(GIVEN PASSAGE Opens)
Ruslan Guliyev

Selective manipulation of ICT and PET Processes in styryl-Bodipy derivatives: applications in molecular logic and fluorescence sensing of metal ions.

Remarkably versatile chemistry of Bodipy dyes allows the design and straightforward synthesis of multivalent-multitopic derivatives, which, with judicious selection of metal ion-ligand pairs based on known affinities, affords control and manipulation of photoinduced electron transfer and internal charge transfer processes as desired. We have demonstrated that metal ions acting as modulators (or inputs, in digital design parlance) can generate absorbance changes in accordance with the operation of a half-adder. In addition, an AND logic gate in the emission mode was delivered using a different binucleating arrangement of ligands. A molecular equivalent of a three-input AND logic gate was also obtained exploiting differential binding affinities of metal ions for different ligands. The results suggest that different metal ions can be used as nonannihilating inputs, selectively targeting various ligands incorporated within a single fluorophore, and with careful design, diverse photophysical processes can be selectively modulated, resulting in a range of signals, useful in molecular logic design, and offering an enticing potential for multianalyte chemosensors.

Design strategies for ratiometric chemosensors: modulation of excitation energy transfer at the energy donor site.

Excitation energy transfer, when coupled to an ion-modulated ICT chromophore, creates novel opportunities in sensing. The direction of energy transfer and the point of ICT modulation can be varied as desired. In our previous work, we have shown that energy transfer efficiency between two energetically coupled fluorophores will be altered by the metal ion binding to the ICT chromophore carrying a ligand. There are two beneficial results: increased pseudo-Stokes shift and expanded dynamic range. Here, we explored the consequences of the modulation of energy transfer efficiency at the energy donor site, in a molecular design which has an ICT type metal ion-sensitive chromophore placed as the energy donor in the dyad. Clear advantages emerge compared to the acceptor site modulation: unaltered emission wavelength in the red end of the visible spectrum, while keeping a large Stokes shift and the ratiometric character.
(GIVEN PASSAGE Closes)
(PROVIDED RECORDS Opens)
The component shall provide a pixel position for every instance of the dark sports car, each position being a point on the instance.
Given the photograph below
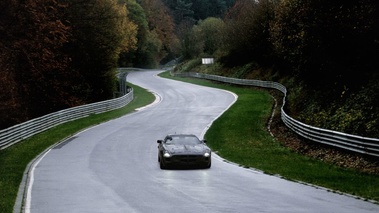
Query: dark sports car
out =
(183, 150)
(PROVIDED RECORDS Closes)
**PROBLEMS AND TASKS:**
**a.** Say whether each statement agrees with the two abstracts, answering yes or no and quoting the deciding words: (i) An AND logic gate in the emission mode was obtained with a different binucleating arrangement of ligands. (ii) In the second study, the ICT type metal ion-sensitive chromophore serves as the energy acceptor in the dyad. (iii) Metal ions acting as modulators can produce absorbance changes that follow the operation of a half-adder.
**b.** Rewrite the stretch of the two abstracts from "Ruslan Guliyev" through "of metal ions.", substituting "photoinduced electron transfer" for "PET".
**c.** According to the two abstracts, what two beneficial results come from metal ion binding that alters energy transfer efficiency, as shown in the earlier work?
The data are not needed for what comes next.

**SOLUTIONS TO THE TASKS:**
**a.**
(i) Yes: "an AND logic gate in the emission mode was delivered using a different binucleating arrangement of ligands"
(ii) No: "has an ICT type metal ion-sensitive chromophore placed as the energy donor in the dyad"
(iii) Yes: "metal ions acting as modulators (or inputs, in digital design parlance) can generate absorbance changes in accordance with the operation of a half-adder"

**b.**
Ruslan Guliyev

Selective manipulation of ICT and photoinduced electron transfer Processes in styryl-Bodipy derivatives: applications in molecular logic and fluorescence sensing of metal ions.

**c.** An increased pseudo-Stokes shift and an expanded dynamic range.